» **Estratto**:
---

Damiano: «Della 30 terremo le parti valide»

La legge 30 non verrà abrogata, il governo procederà per modifiche a tappe, di cui per il momento si vedono solo i primi passi: cancellare, come da tempo ribadisce il ministro del lavoro Cesare Damiano, il job on call e lo staff leasing, forme quasi per nulla utilizzate dalle aziende. L’intenzione è stata ripetuta dallo stesso ministro in audizione alla Commissione lavoro della Camera, dove Damiano ha spiegato: «Ciò che va della legge 30 lo applicheremo. Ciò che non vale, ed è tanto, lo cancelleremo». Ciò che va, si può arguire, è per esempio quanto contenuto nella recente circolare dei call center, dove si distingue tra cocoprò e lavoratori subordinati proprio in applicazione della legge 30. Come dire: una prima parte della 30 – in salsa governo dell’Unione – è già metabolizzata, e si dispiegherà tra settembre e dicembre prossimo, quando gli ispettori inviati dal ministero dovranno prima «informare» le imprese e poi sanzionare eventuali abusi.

---

» **Dati di partenza**:

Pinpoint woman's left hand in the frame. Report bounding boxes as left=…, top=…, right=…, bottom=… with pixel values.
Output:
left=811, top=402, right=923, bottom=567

---

» **Consegna**:
Prosegua il testo sulla legge 30 e sugli interventi del ministro Damiano, riprendendo subito dopo l'ultima frase riportata.

» **Svolgimento**:
Dall’altro lato, ci spiega il capogruppo di Rifondazione alla commissione lavoro, Augusto Rocchi, «il ministro si è impegnato a inserire nella prossima finanziaria una delega per la modifica generale della legislazione sul lavoro: e non si parla solo della legge 30, ma anche del pacchetto Treu e dei contratti a termine. Ma è chiaramente un processo che prende più tempo». Si conferma dunque l’intenzione dei «due tempi», anche se il secondo è per il momento un impegno privo di contenuti, diciamo pure «fumoso»: non a caso, la settimana scorsa, i movimenti riuniti nell’assemblea «Stop precarietà ora», dalla Fiom alla Fp e Flc Cgil, dai Cobas all’Arci, dal Prc alla sinistra Ds, hanno chiesto un «segnale chiaro», ovvero l’abrogazione della 30 – in modo da dimostrare che si vuole davvero voltare pagina. E si annuncia una manifestazione in ottobre, quanto mai necessaria per pungolare l’approccio super soft scelto dal governo.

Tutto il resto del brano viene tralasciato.